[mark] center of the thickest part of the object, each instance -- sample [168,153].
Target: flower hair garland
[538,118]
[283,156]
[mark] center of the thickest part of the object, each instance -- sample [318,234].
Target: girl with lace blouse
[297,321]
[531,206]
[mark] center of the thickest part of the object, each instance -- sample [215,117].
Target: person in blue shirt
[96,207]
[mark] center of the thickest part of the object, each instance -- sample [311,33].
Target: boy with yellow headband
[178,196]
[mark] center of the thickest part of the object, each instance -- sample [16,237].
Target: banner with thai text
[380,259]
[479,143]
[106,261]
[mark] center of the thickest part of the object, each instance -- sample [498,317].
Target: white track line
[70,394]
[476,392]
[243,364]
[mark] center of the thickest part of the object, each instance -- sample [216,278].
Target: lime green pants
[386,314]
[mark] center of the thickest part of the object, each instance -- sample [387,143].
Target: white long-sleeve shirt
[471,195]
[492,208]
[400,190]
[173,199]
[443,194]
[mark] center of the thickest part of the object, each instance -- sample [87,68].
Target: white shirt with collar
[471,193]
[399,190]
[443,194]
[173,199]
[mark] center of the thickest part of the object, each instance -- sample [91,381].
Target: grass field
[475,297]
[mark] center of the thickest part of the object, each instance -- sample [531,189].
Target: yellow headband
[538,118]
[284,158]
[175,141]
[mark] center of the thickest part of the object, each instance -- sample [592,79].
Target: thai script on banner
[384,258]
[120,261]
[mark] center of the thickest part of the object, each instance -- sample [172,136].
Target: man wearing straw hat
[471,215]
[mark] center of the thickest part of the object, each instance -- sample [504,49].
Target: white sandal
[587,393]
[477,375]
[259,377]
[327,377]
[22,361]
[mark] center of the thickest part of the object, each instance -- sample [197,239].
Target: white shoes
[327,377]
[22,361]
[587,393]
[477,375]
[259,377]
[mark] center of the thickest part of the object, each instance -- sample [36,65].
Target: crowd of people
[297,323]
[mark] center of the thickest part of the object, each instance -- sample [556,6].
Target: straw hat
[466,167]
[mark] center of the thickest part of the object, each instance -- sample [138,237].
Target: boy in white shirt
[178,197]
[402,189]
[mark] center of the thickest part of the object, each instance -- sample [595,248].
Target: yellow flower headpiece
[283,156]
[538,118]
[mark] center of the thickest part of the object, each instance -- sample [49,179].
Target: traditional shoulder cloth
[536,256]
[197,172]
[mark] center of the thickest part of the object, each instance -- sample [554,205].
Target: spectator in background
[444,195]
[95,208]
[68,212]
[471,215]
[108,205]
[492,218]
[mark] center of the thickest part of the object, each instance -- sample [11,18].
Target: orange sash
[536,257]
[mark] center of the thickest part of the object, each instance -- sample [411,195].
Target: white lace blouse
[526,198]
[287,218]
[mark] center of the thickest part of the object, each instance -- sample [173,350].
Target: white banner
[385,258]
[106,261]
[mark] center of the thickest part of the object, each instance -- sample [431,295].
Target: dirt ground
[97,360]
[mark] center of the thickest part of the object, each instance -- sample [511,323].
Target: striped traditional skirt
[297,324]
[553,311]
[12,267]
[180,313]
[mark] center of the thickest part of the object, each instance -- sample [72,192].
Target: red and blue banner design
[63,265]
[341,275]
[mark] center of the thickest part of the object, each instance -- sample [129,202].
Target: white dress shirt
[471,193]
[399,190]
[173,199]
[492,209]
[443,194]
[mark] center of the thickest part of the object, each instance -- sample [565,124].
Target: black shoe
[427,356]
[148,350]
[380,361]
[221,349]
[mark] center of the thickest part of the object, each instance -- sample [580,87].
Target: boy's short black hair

### What is expected
Convert all of the data above into a numbered list, leaving out any blank lines.

### Complete answer
1. [mark] center of the thickest part of the object, each instance -- sample [168,153].
2. Target: flower hair garland
3. [538,118]
4. [283,156]
5. [mark] center of the thickest part of the object, each instance -- sample [318,234].
6. Target: girl with lace blouse
7. [297,321]
8. [531,206]
9. [mark] center of the thickest part of the object, each instance -- sample [215,117].
10. Target: person in blue shirt
11. [96,207]
12. [mark] center of the thickest part of the object, each instance -- sample [311,33].
13. Target: boy with yellow headband
14. [178,196]
15. [mark] center of the thickest part of the object, each instance -- sample [16,237].
16. Target: banner with thai text
17. [380,259]
18. [479,143]
19. [106,261]
20. [mark] center of the thickest part of the object, each instance -- sample [498,317].
21. Target: white track line
22. [70,394]
23. [476,392]
24. [243,364]
25. [mark] center of the thickest part of the object, each instance -- sample [216,278].
26. Target: lime green pants
27. [386,314]
28. [mark] center of the thickest part of the object, each instance -- sample [387,143].
29. Target: white long-sleeve shirt
30. [471,195]
31. [492,208]
32. [400,190]
33. [173,199]
34. [443,194]
35. [mark] center of the thickest part of the object, each instance -- sample [87,68].
36. Target: white shirt with collar
37. [471,193]
38. [399,190]
39. [443,194]
40. [173,199]
41. [mark] center of the thickest part of the object, each instance -- sample [91,381].
42. Target: grass field
43. [475,297]
44. [mark] center of the thickest part of the object, each instance -- sample [531,189].
45. Target: yellow headband
46. [538,118]
47. [284,158]
48. [175,141]
49. [mark] center of the thickest part of the object, each instance -- sample [592,79].
50. Target: thai script on banner
51. [384,258]
52. [120,261]
53. [mark] center of the thickest part of the object, each instance -- sample [172,136].
54. Target: man wearing straw hat
55. [471,215]
56. [mark] center of the thickest part of the object, each instance -- sample [504,49].
57. Target: white sandal
58. [587,393]
59. [477,375]
60. [259,377]
61. [327,377]
62. [22,361]
63. [mark] center of the thickest part of the object, each instance -- sample [197,239].
64. Target: white shoes
65. [327,377]
66. [22,361]
67. [587,393]
68. [477,375]
69. [259,377]
70. [mark] center of the thickest part of the object, each instance -- sample [36,65].
71. Target: crowd of people
72. [297,323]
73. [mark] center of the thickest part of the object, each instance -- sample [556,6].
74. Target: straw hat
75. [466,167]
76. [mark] center of the thickest part of the object, each instance -- sample [138,237].
77. Target: boy in white shirt
78. [178,197]
79. [402,189]
80. [mark] center of the thickest part of the object, each instance -- sample [595,248].
81. Target: yellow flower headpiece
82. [283,156]
83. [538,118]
84. [mark] center of the thickest part of the object, each instance -- sample [49,179].
85. Target: traditional shoulder cloth
86. [536,256]
87. [197,172]
88. [mark] center of the thickest part of the object, each instance -- sample [554,205].
89. Target: spectator in background
90. [444,195]
91. [95,208]
92. [68,212]
93. [471,215]
94. [108,205]
95. [492,218]
96. [mark] center of the thickest part of the object, each instance -- sample [11,18].
97. Target: orange sash
98. [536,257]
99. [mark] center of the thickest part of the object, each instance -- sample [411,195].
100. Target: white lace blouse
101. [526,198]
102. [287,218]
103. [mark] center of the thickest part of the object, each instance -- sample [173,350].
104. Target: white banner
105. [385,258]
106. [106,261]
107. [mark] center of the thickest part of the object, each instance -- sample [431,295].
108. Target: dirt ground
109. [97,360]
110. [mark] center of the thickest part of the object, each instance -- sample [511,323].
111. Target: striped traditional skirt
112. [297,324]
113. [553,311]
114. [12,267]
115. [180,313]
116. [mark] center of the thickest part of the object, each instance -- sample [72,192].
117. Target: red and blue banner design
118. [63,265]
119. [341,275]
120. [mark] center of the thickest part of the object, each instance -- sample [129,202].
121. Target: white dress shirt
122. [471,193]
123. [399,190]
124. [173,199]
125. [492,209]
126. [443,194]
127. [mark] center of the thickest part of the object, each instance -- sample [565,124].
128. Target: black shoe
129. [427,356]
130. [148,350]
131. [380,361]
132. [221,349]
133. [mark] center of the thickest part of the object, each instance -- sample [580,87].
134. Target: boy's short black hair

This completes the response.